Assigned task :: Your reproduction of the entries should be exact and should contain no pictures.

[Image-grounded pointing data]
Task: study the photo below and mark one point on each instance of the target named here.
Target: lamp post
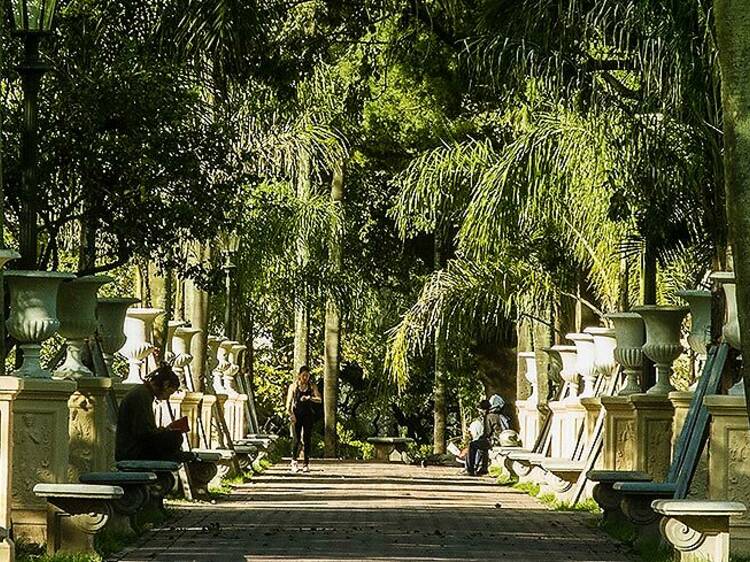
(230, 242)
(32, 20)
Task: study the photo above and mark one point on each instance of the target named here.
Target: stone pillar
(207, 416)
(9, 389)
(92, 428)
(619, 433)
(40, 451)
(729, 461)
(190, 408)
(653, 443)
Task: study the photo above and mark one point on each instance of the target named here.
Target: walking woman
(302, 393)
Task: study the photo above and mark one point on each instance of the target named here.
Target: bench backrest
(692, 439)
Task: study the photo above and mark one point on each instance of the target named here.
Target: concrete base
(40, 452)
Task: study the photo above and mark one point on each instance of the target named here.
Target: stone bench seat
(136, 487)
(698, 529)
(75, 513)
(391, 448)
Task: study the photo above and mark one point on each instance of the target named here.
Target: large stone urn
(111, 316)
(76, 310)
(604, 350)
(585, 366)
(138, 343)
(630, 333)
(33, 315)
(181, 345)
(662, 341)
(568, 372)
(530, 373)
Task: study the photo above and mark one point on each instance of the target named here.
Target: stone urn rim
(6, 255)
(704, 293)
(579, 336)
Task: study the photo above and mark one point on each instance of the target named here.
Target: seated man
(138, 437)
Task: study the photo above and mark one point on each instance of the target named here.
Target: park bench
(136, 495)
(697, 529)
(75, 513)
(391, 448)
(634, 492)
(166, 481)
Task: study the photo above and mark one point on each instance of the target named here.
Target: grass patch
(527, 488)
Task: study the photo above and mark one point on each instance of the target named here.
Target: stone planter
(604, 350)
(181, 345)
(585, 362)
(138, 344)
(630, 334)
(530, 373)
(33, 315)
(568, 373)
(662, 341)
(111, 316)
(76, 310)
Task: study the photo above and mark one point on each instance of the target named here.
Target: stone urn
(662, 346)
(630, 334)
(531, 375)
(111, 316)
(138, 329)
(604, 350)
(568, 373)
(181, 346)
(731, 328)
(33, 315)
(585, 362)
(76, 310)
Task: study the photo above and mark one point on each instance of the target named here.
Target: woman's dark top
(302, 408)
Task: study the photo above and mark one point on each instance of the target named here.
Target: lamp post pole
(229, 268)
(31, 72)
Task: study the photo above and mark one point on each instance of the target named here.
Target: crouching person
(138, 437)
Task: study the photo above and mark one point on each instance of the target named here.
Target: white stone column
(9, 389)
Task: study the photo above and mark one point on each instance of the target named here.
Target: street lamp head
(33, 16)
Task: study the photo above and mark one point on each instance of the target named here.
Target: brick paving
(358, 511)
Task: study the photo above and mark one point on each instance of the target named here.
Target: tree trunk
(733, 39)
(332, 336)
(301, 304)
(439, 389)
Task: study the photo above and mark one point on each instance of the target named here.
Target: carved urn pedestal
(619, 433)
(9, 389)
(729, 462)
(40, 451)
(92, 428)
(191, 408)
(681, 403)
(653, 434)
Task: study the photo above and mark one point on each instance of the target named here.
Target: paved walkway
(357, 511)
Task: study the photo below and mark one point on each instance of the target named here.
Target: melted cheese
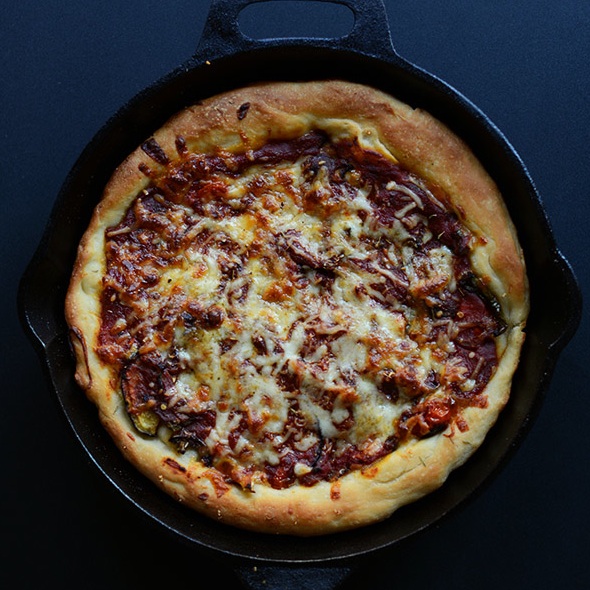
(264, 268)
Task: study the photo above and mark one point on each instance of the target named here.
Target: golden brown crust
(383, 124)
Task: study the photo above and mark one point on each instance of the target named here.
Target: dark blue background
(66, 67)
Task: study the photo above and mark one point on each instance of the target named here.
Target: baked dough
(299, 306)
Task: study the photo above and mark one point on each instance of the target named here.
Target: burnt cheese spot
(294, 312)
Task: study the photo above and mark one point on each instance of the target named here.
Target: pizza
(299, 306)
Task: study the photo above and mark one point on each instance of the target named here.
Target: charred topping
(161, 225)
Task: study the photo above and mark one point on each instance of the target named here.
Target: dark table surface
(67, 67)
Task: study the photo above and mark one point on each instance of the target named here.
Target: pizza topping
(294, 312)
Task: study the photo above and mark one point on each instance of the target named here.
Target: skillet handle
(222, 36)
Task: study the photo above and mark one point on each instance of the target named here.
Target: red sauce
(147, 239)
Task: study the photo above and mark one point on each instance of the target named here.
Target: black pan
(226, 59)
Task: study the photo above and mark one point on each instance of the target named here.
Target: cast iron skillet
(226, 59)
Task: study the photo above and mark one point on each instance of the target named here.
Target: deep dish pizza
(299, 306)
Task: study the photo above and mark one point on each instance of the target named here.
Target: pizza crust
(382, 124)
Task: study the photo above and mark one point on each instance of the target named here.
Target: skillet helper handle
(222, 36)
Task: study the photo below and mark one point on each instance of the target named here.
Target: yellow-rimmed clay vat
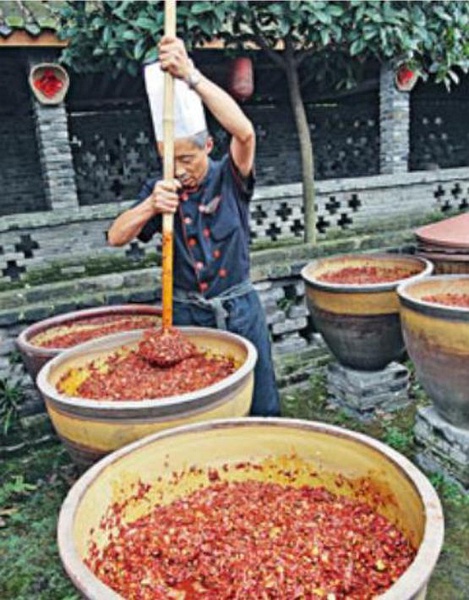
(34, 356)
(92, 428)
(437, 340)
(360, 322)
(176, 462)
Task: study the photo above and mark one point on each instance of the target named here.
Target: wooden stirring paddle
(168, 172)
(166, 347)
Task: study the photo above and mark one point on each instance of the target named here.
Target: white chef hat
(189, 116)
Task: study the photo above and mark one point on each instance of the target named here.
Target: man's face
(190, 161)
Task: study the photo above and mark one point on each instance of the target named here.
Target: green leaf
(130, 35)
(200, 7)
(139, 49)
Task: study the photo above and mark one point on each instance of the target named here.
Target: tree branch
(305, 54)
(262, 42)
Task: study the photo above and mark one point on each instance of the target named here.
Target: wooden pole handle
(168, 172)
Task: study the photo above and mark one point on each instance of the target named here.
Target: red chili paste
(457, 300)
(366, 275)
(131, 377)
(253, 540)
(82, 330)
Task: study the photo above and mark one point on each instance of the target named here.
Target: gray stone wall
(394, 124)
(276, 276)
(55, 156)
(72, 236)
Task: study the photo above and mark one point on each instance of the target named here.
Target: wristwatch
(194, 78)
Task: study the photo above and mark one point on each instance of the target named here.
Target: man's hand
(173, 57)
(164, 198)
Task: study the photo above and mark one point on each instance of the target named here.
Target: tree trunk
(306, 148)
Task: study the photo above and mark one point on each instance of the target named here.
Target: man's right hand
(164, 198)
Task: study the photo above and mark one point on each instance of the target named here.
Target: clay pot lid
(451, 250)
(443, 256)
(453, 232)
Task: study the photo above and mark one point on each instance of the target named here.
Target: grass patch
(35, 484)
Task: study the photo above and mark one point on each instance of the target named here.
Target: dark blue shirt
(211, 230)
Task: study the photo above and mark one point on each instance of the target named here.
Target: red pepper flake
(81, 330)
(367, 274)
(130, 375)
(253, 539)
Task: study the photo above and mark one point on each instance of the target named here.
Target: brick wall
(21, 188)
(31, 242)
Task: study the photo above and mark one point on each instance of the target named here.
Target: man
(210, 201)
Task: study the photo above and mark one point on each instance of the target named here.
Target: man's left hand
(174, 58)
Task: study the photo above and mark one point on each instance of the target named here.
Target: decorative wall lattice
(439, 137)
(114, 151)
(113, 154)
(276, 215)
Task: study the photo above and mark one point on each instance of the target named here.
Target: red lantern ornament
(241, 79)
(49, 82)
(405, 78)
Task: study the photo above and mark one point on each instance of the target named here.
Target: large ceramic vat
(360, 322)
(446, 244)
(92, 428)
(319, 453)
(437, 340)
(34, 357)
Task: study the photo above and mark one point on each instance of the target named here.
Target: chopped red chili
(127, 375)
(166, 347)
(252, 540)
(457, 300)
(367, 274)
(75, 332)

Reply to the task ::
Task: study the photo below and mark one point on each instance of the target named here.
Target: lamp post
(230, 242)
(32, 20)
Task: study the photo above and mark one point on each instance of the target named here.
Target: stone pillar
(207, 416)
(9, 389)
(92, 428)
(619, 433)
(40, 451)
(729, 461)
(190, 408)
(653, 443)
Task: study the photo above and mark one point on each instance of the target named here.
Target: walking woman
(302, 393)
Task: study the photo above and mark one point on each instance of the target named here.
Target: bench backrest
(692, 439)
Task: study the photo above and mark one point on each instance of the target named here.
Target: concrete base
(40, 452)
Task: study the photo above and mark one point on each instance of the target named here.
Target: stone bench seat
(136, 487)
(698, 529)
(75, 513)
(391, 448)
Task: study the photo above and mark one point on each instance of the target named here.
Target: large stone urn
(111, 316)
(76, 310)
(604, 350)
(585, 366)
(138, 343)
(630, 333)
(33, 315)
(181, 345)
(662, 341)
(568, 372)
(530, 373)
Task: study the photo above and mark one point on each instance of the target named here.
Target: stone urn rim
(6, 255)
(704, 293)
(579, 336)
Task: study the photo above and mark one point on each instance of the target named here.
Target: seated man
(138, 437)
Task: study the photo above and mark one point on each instance of the target named here.
Target: park bench
(136, 495)
(697, 529)
(75, 513)
(391, 448)
(634, 492)
(166, 481)
Task: study the photo above and mark one point on each instance of the target named here.
Target: grass patch
(527, 488)
Task: study the photo above and mark one point on each instance of the target named here.
Target: stone planter
(604, 350)
(181, 345)
(585, 362)
(138, 344)
(630, 334)
(530, 373)
(33, 315)
(568, 373)
(662, 341)
(111, 316)
(76, 310)
Task: study the photo above and mark one point on each instance of the target named here.
Target: stone urn
(662, 346)
(630, 334)
(531, 375)
(111, 316)
(138, 329)
(604, 350)
(568, 373)
(181, 346)
(731, 328)
(33, 315)
(585, 362)
(76, 310)
Task: study the photo above and mark one point on each instance of the target named here.
Target: woman's dark top
(302, 408)
Task: study the photo above and mark one point on each instance of the target named here.
Target: lamp post pole
(229, 268)
(31, 72)
Task: study the photo above and mark one point on each instance of the target named here.
Target: crouching person
(138, 437)
Task: study the photo above and mark one point on each instance of the target named here.
Target: white stone column
(9, 389)
Task: study the photo above and mark one point on each instance of the target named here.
Target: street lamp head
(33, 16)
Task: study the photo above and mark one point on each instance of the target named here.
Target: brick paving
(358, 511)
Task: study the photo above and mark one point on each instance of the target named here.
Target: tree trunk
(733, 39)
(332, 336)
(301, 304)
(439, 389)
Task: study the photo above and mark one point on each instance of the target named here.
Target: carved urn pedestal
(619, 433)
(9, 389)
(729, 462)
(40, 451)
(92, 428)
(191, 408)
(681, 403)
(653, 434)
Task: study the photo above and mark one point on each instance of the target named here.
Target: paved walkway
(357, 511)
Task: study the photo below and mark one point on each instance of the target named here.
Target: melted cheese
(264, 268)
Task: study the photo above and mark one point on each instance of the target named here.
Target: golden brown crust
(383, 124)
Task: study the photo above and mark one point on each instance of the target named here.
Target: dark blue background
(66, 67)
Task: study the photo above and mark one point on each instance of the target named here.
Target: baked dough
(299, 306)
Task: study the photo above and mark one point on each instance of the target named here.
Target: burnt cheese spot
(294, 312)
Task: study the photo above and mark one point on each instance of the target named here.
Target: pizza
(299, 306)
Task: study the photo above and mark one point on each instance of the target named here.
Target: charred topping
(161, 225)
Task: study the photo above and mark one point on each instance of the target named here.
Target: dark table surface
(67, 67)
Task: study the photo above and mark one point on each instance of the target named here.
Target: pizza topping
(294, 312)
Task: study the photo above and mark one point on each instance of the target named here.
Target: skillet handle
(222, 36)
Task: study the photo above and mark one point on each instance of the target named here.
Target: red sauce
(147, 239)
Task: study the photo above and mark one point on each instance of the target named here.
Target: black pan
(226, 59)
Task: study the photo above and mark one point on each instance of the target named here.
Target: cast iron skillet
(226, 59)
Task: study the photo above and mark one point on each instance of the target named here.
Target: deep dish pizza
(299, 306)
Task: study the photo above and mark one point on each instance of the target named here.
Target: pizza crust
(382, 124)
Task: study the photo above and mark one point on each instance of the target named here.
Target: skillet helper handle
(222, 36)
Task: study the photo below and mark one point on each instance of the target named here.
Target: yellow-rimmed clay vat
(34, 356)
(92, 428)
(437, 340)
(360, 322)
(176, 462)
Task: study the photo above and mark one point on each instance of the target named here.
Target: wooden stirring paddle
(168, 172)
(166, 347)
Task: study the photo above and mark one point on each instance of the target named here.
Target: white chef hat
(189, 116)
Task: study the photo above and mark one point on each instance of the target named here.
Target: man's face
(190, 161)
Task: study the photo above and mark one point on each instance of the target named here.
Target: green leaf
(130, 35)
(200, 7)
(139, 49)
Task: study the photo above and mark one point on each instance of the target named here.
Target: tree branch
(305, 54)
(262, 42)
Task: study the photo above and mark one point on each instance of the target named here.
Target: wooden pole handle
(168, 172)
Task: study the photo above and mark one point on each instance of the target named here.
Target: red chili paste
(457, 300)
(366, 275)
(131, 377)
(253, 540)
(82, 330)
Task: study the photo above and mark one point on each instance of the target named here.
Target: gray stone wall
(394, 124)
(276, 276)
(55, 156)
(72, 236)
Task: study the photo above and mark one point on each instance of the target named here.
Target: wristwatch
(194, 78)
Task: study the photo above and mark one point on each instance of the target named here.
Target: man's hand
(173, 57)
(164, 198)
Task: study the photo above and mark one point on each instance of the target named here.
Target: tree trunk
(306, 148)
Task: study the photo above and mark one point on each instance of the target named here.
Target: man's right hand
(164, 198)
Task: study the photo above and mark one point on each instance of the target named here.
Target: clay pot lid
(451, 250)
(443, 256)
(453, 232)
Task: study the photo above and mark one point on each instance of the target named here.
Target: grass patch
(35, 484)
Task: study the photo above and mark one point on each instance of the target named here.
Target: dark blue shirt
(211, 230)
Task: study the photo above and mark one point on each instance of the target named here.
Target: red pepper flake
(81, 330)
(367, 274)
(130, 375)
(253, 539)
Task: study the photo above and mark one point on each instance of the target named here.
Target: brick wall
(21, 188)
(31, 242)
Task: study the photo above and mark one point on each instance of the target named here.
Target: man
(210, 201)
Task: study the photo above and mark one point on each instance of the target named here.
Target: man's left hand
(174, 58)
Task: study the photo above and mark one point on each instance of the target named here.
Target: decorative wall lattice
(439, 137)
(114, 151)
(113, 154)
(276, 215)
Task: study the photo above and mark one point on each instance of the target named here.
Target: red lantern ornament
(241, 79)
(49, 82)
(405, 78)
Task: study the photo above and mark one point on each instance of the target named here.
Target: large ceramic vat
(360, 322)
(446, 244)
(92, 428)
(319, 453)
(437, 340)
(34, 357)
Task: study the photo above and mark one point on each instance of the target named here.
Target: chopped red chili
(127, 375)
(166, 347)
(252, 540)
(457, 300)
(367, 274)
(75, 332)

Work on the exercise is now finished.